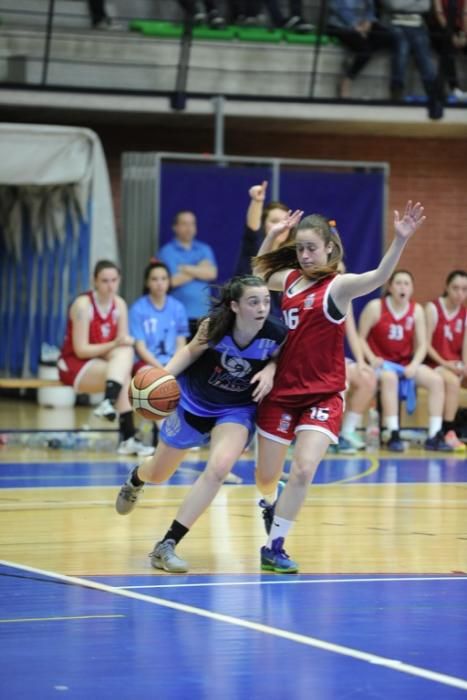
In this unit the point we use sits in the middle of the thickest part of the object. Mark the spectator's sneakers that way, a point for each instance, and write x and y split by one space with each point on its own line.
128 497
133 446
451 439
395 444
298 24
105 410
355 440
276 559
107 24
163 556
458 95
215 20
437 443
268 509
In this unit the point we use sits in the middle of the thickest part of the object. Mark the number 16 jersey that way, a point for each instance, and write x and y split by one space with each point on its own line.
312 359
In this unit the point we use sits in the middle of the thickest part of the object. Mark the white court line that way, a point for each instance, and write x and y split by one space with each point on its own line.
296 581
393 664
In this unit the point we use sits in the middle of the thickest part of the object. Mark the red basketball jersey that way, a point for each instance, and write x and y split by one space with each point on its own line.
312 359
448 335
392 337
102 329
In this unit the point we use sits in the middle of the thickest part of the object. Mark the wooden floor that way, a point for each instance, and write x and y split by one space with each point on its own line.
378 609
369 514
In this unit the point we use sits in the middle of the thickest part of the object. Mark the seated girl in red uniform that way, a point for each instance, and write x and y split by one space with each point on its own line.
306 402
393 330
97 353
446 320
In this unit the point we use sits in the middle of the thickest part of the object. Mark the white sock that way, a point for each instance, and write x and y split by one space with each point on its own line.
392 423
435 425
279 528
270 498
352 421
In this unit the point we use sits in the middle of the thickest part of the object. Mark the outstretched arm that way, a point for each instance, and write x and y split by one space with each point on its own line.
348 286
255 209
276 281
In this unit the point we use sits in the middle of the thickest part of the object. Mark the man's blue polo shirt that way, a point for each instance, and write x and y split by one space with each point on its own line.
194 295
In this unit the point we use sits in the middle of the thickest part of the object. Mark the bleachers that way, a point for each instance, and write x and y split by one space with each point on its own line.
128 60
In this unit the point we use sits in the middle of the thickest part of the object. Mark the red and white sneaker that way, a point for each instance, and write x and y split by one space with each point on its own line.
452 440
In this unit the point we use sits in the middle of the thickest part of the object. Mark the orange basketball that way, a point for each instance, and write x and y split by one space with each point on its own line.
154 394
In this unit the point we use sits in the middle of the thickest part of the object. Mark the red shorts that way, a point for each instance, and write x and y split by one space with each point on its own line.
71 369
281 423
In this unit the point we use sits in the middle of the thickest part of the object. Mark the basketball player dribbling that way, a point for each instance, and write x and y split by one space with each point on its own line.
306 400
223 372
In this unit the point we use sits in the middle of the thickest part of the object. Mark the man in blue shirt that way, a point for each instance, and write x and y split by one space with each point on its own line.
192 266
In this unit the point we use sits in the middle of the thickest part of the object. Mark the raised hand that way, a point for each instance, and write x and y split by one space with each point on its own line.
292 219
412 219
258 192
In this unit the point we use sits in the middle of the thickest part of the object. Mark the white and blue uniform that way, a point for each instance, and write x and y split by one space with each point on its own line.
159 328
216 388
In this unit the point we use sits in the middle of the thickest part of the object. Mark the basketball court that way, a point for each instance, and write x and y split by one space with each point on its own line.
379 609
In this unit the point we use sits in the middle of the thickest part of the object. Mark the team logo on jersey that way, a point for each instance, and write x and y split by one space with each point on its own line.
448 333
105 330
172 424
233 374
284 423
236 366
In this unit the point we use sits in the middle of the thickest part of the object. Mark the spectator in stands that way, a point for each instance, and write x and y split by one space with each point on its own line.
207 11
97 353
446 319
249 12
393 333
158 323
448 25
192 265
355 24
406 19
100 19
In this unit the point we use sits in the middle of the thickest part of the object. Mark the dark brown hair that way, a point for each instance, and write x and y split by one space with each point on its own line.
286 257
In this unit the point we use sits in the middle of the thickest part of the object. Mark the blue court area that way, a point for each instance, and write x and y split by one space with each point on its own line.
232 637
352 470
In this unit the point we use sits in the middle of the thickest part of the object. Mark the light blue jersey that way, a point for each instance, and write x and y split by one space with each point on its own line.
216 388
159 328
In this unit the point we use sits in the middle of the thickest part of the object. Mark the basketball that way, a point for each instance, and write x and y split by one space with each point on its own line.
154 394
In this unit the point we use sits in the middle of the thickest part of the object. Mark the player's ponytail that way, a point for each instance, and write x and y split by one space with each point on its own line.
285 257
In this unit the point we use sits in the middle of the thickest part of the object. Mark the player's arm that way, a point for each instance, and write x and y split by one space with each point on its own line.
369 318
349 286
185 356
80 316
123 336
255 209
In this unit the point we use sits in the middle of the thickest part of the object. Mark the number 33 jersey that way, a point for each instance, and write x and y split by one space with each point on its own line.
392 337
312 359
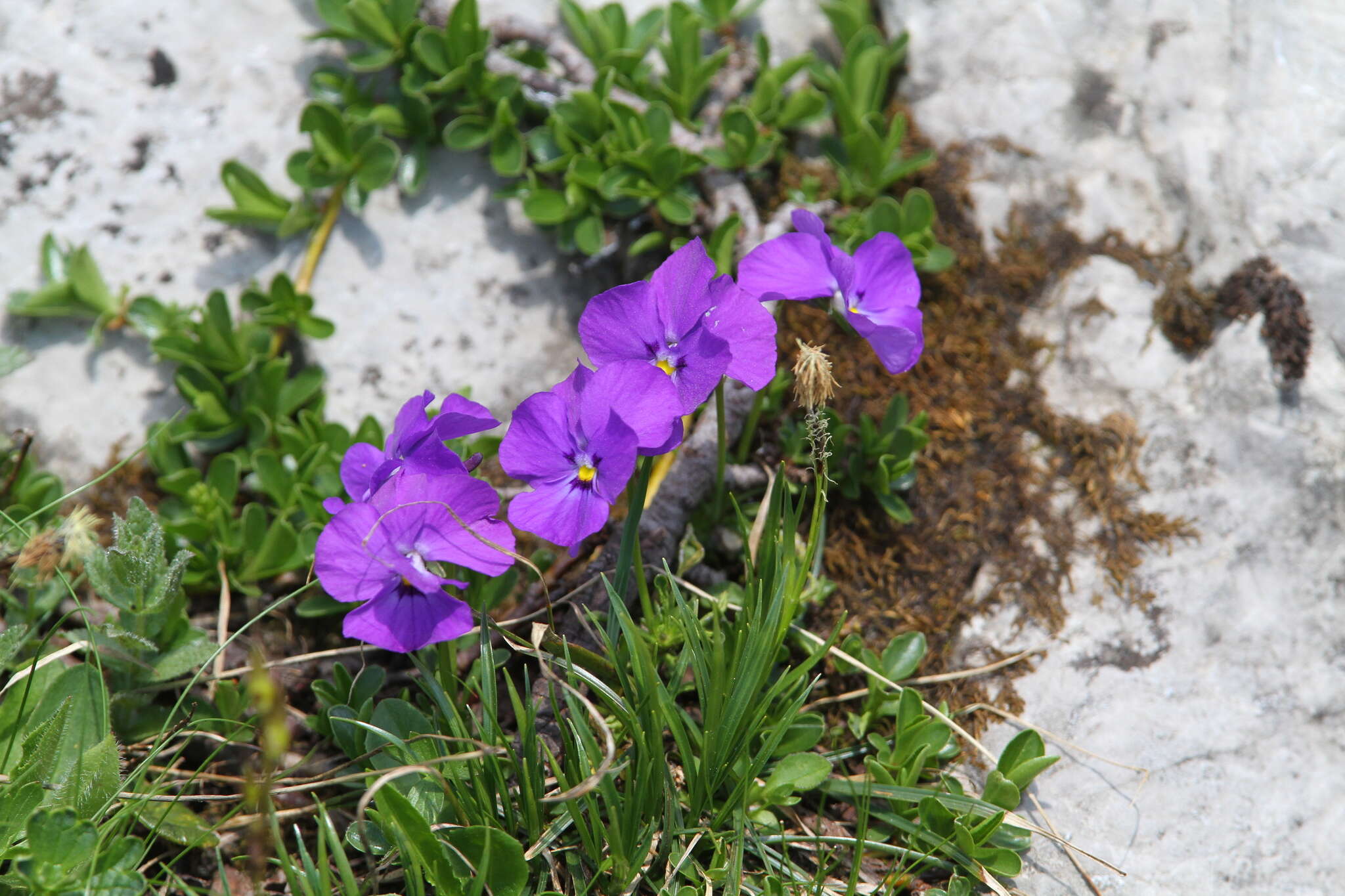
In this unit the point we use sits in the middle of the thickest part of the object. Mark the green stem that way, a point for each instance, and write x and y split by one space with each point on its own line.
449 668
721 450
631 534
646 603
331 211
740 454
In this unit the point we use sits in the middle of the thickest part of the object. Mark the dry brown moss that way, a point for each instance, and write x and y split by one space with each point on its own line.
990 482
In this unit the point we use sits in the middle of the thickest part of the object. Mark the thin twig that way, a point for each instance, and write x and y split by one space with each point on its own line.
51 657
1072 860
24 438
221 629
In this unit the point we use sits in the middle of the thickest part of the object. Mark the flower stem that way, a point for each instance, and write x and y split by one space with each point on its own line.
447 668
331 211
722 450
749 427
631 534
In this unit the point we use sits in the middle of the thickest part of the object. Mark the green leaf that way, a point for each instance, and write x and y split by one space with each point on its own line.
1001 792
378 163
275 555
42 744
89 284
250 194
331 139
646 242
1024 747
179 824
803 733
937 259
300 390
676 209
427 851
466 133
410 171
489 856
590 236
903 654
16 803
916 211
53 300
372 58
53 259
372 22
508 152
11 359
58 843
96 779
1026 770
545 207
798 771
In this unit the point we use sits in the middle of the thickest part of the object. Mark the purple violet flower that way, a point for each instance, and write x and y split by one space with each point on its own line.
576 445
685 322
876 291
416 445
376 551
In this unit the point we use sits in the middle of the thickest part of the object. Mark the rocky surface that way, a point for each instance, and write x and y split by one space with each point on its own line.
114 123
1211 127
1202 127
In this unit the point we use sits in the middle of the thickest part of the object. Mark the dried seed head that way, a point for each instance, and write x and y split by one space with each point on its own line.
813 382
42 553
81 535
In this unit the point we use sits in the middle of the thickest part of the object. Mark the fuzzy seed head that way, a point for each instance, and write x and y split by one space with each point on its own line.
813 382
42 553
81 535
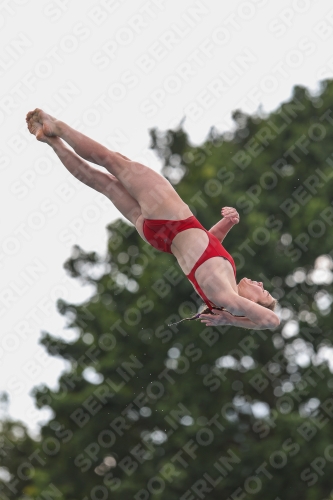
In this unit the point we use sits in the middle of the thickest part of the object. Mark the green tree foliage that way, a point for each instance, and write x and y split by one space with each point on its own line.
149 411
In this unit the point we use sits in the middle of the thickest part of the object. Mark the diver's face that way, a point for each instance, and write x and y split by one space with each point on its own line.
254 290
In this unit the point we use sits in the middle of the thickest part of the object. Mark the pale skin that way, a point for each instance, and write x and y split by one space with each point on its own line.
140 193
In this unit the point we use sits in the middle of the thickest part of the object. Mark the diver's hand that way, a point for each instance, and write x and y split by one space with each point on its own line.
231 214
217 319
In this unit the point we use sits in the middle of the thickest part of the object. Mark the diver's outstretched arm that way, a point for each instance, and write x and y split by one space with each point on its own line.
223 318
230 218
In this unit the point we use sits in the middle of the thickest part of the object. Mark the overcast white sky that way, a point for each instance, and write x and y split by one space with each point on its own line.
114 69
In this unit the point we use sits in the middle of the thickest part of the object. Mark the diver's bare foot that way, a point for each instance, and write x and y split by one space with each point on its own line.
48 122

(TASK OBJECTIVE) Above are the records; copy every one of them exactly and omit the images.

(ANSWER TO THIS EXERCISE)
In this unit the point we use sits in the middle of the thickest part of the object. Mark the spectator's sneakers that way, a point for each instance, and write x and y split by one space with each point on its own line.
128 497
133 446
451 439
395 444
298 24
105 410
355 440
276 559
107 24
163 556
458 95
215 20
437 443
268 509
In this unit the point we use sits in the middle of the thickest part of the object. Mark the number 16 jersey that way, a point for each instance, and write x and y split by one space with each point on its own line.
312 359
In this unit the point we use sits in the middle of the thickest part of the object. Mark the white court line that way, a point for each instance, and write x and y split by one space with each point on its own line.
296 581
393 664
In this unit the point we use sits in the middle of the thickest part of the object. Mark the red basketball jersey that way, a point for each instance, and write x and y split by one space with each point on its own line.
312 359
448 335
392 337
102 329
In this unit the point we use sits in the middle of the thickest part of the object. Mark the wooden floor that way, a point for each instance, and write x and y split by one space with each point on its own line.
378 609
369 514
In this unit the point we use sits in the middle of the thickest part of the object. Mark the seated girl in red uniform that way, a point for each instance, and write x and y split by one space with each point on its own line.
306 402
393 330
97 353
446 320
In this unit the point we use sits in the middle of the thickest part of the object. Mark the white sock that way, a point for each instance, and write x and y split by one space with each point on its own line.
392 423
435 425
279 528
270 498
352 421
In this unit the point we use sits in the middle of the thickest part of the object. Mark the outstretched arm that way, a point for each instance, and write x and y split by one space with each point on its own line.
348 286
255 209
276 281
In this unit the point we use sits in the middle of the thickest part of the object. Mark the man's blue polo shirt that way, a point for each instance, and write x and y split by one space with each point on its own line.
194 295
In this unit the point we use sits in the middle of the thickest part of the object. Mark the bleachers that way, a point for each instance, and write x and y split by one space with each point on its own line.
128 60
In this unit the point we use sits in the middle of the thickest part of the object. Mark the red and white sneaker that way, a point for each instance, and write x and y split by one space with each point on its own line.
452 440
In this unit the point we use sits in the middle of the thickest part of the object. Mark the orange basketball that way, a point for each instance, and write x and y split by one space with each point on its own line.
154 394
In this unit the point we use sits in the middle of the thickest part of the object. Mark the red shorts that way, a point for each instance, and write x and y split by one space with each point on its own line.
71 369
281 423
In this unit the point we use sits in the middle of the thickest part of the object. Mark the basketball player dribbling that way, a point for each instance, and write x and y split by one space with each point on its own line.
306 400
223 372
In this unit the point we use sits in the middle of the thickest part of the object. Mark the man in blue shirt that way, a point for each instance, and write x and y split by one space with each point on its own line.
192 266
In this unit the point we use sits in the middle of the thickest part of the object. Mark the raised hand that way, a point for each instance, and write x and y split by one space with each point on its own line.
292 219
412 219
258 192
In this unit the point we use sits in the middle of the thickest part of the object. Mark the white and blue uniform that way, a point for each instance, and write x and y split by one space with each point on its own line.
159 328
216 388
In this unit the point we use sits in the middle of the thickest part of the object. Mark the basketball court that way, a point for each instance, and write x and y split by one space with each point on its own line.
379 609
In this unit the point we use sits in the middle of the thickest part of the object. Mark the team logo on jersey that way, a point for each instance, and write x and y split by one space with each point on its own line.
448 333
105 330
172 424
233 374
284 423
236 366
In this unit the point we use sits in the middle of the thickest part of the object. Mark the spectator in stands that way, a point for each instance, and write x and y split by one space with each point on its own line.
207 11
97 353
446 319
249 12
393 333
158 323
448 25
192 265
355 24
406 19
100 19
In this unit the point we use sits in the middle of the thickest part of the object. Mark the dark brown hair that way, a point for each instance, and write x and y split by one space with each point on its own line.
286 257
In this unit the point we use sits in the middle of the thickest part of the object. Mark the blue court area that way, a point for each instance, and write x and y split by one space with each point on its own line.
232 637
352 470
In this unit the point we use sits in the middle of the thickest part of the object. Mark the light blue jersey that way, a point for each instance, and write x and y split by one space with each point on its own line.
216 388
159 328
In this unit the point we use sits in the middle of the thickest part of the object. Mark the basketball that way, a point for each instance, and write x and y split by one space with each point on its own line.
154 394
In this unit the point we use sits in the middle of the thickest part of the object. Mark the player's ponytail that way, a point for each instance, and write x and y split by one space with each point on its own line.
285 257
In this unit the point we use sits in the middle of the thickest part of the object. Mark the player's arm that way, a point for each instance, and write x and y split by one space with each point on its own line.
369 318
349 286
185 356
80 316
123 336
255 209
In this unit the point we use sits in the middle of the thickest part of the object. Mark the number 33 jersey that way, a point for each instance, and write x and y split by one space with each point on its own line.
392 337
312 359
In this unit the point we use sits in the middle of the thickest part of the object. Mark the green stem that way, a point for each instance, and write x and y split by one space with each point on its own line.
449 668
721 450
631 534
646 603
331 211
740 454
In this unit the point we use sits in the middle of the thickest part of the object. Mark the dry brown moss that way, a point for each instance, and write x and y split by one space with each point on its own line.
990 482
In this unit the point we use sits in the middle of the thickest part of the object. Mark the thin twig that way, a point for each instance, and write x and y split by one space with each point on its own line.
51 657
1072 860
24 438
221 629
In this unit the point we use sits in the middle of the thickest part of the object. Mark the flower stem that way, a point for each instance, and write x and y split by one space with each point on its own line.
447 668
331 211
722 450
749 427
631 534
In this unit the point we use sits in the middle of the thickest part of the object. Mark the green leaf that way, a point for each instance, and write x and y split by one space with each point on its own line.
1001 792
378 163
275 555
42 744
89 284
250 194
331 139
646 242
1024 747
179 824
803 733
937 259
300 390
676 209
427 851
466 133
410 171
489 856
590 236
903 654
16 803
916 211
53 300
372 58
53 259
372 22
508 152
11 359
58 843
96 779
1026 770
545 207
798 771
In this unit the point we use sits in the middle of the thickest part of the object. Mark the purple violet flower that way, a point for each instance, and write x and y split by one space with each point on its own line.
576 445
685 322
876 291
416 445
376 551
In this unit the point we use sits in the middle of the thickest part of the object. Mark the rocky surface that way, a point for each instance, and write x and y split by one space with each point on its own line.
114 123
1211 127
1202 127
In this unit the point we use sits in the middle of the thickest part of the object. Mark the dried seed head that way, a point for each instance, and write x and y split by one space with each point on its own line.
813 382
42 553
81 535
In this unit the point we use sits in the middle of the thickest part of the object. Mark the fuzzy seed head that way, a point for each instance, and write x and y split by one space with each point on its own line.
813 382
42 553
81 535
In this unit the point we use sits in the middle of the thickest part of the object. Mark the green tree foliage that way, a point for each instance, and write x and y split by one space with each point on its own line.
149 411
In this unit the point we use sits in the middle of the thickest part of the object. Mark the diver's face that way, a point for each instance, and write x and y split by one space with each point on its own line.
254 290
In this unit the point we use sits in the middle of the thickest part of the object. Mark the pale skin that way, a point for each instance, and write x and y split by one space with each point on its own line.
140 193
In this unit the point we use sits in the middle of the thickest part of the object. Mark the diver's hand that way, a point for each instance, and write x and y split by one space with each point on its own line.
231 214
217 319
In this unit the point we use sits in the middle of the thickest part of the object. Mark the diver's outstretched arm that way, a point for each instance, and write x and y split by one space with each point on its own line.
223 318
230 218
In this unit the point we use sits in the middle of the thickest part of the object. Mark the overcast white sky that way, a point for each instance, and write x and y split by one space with each point on its own line.
114 69
In this unit the point we use sits in the middle of the thickest part of the object. Mark the diver's bare foot that way, a point for each instance, and write x and y split by one space with each point on its own line.
48 122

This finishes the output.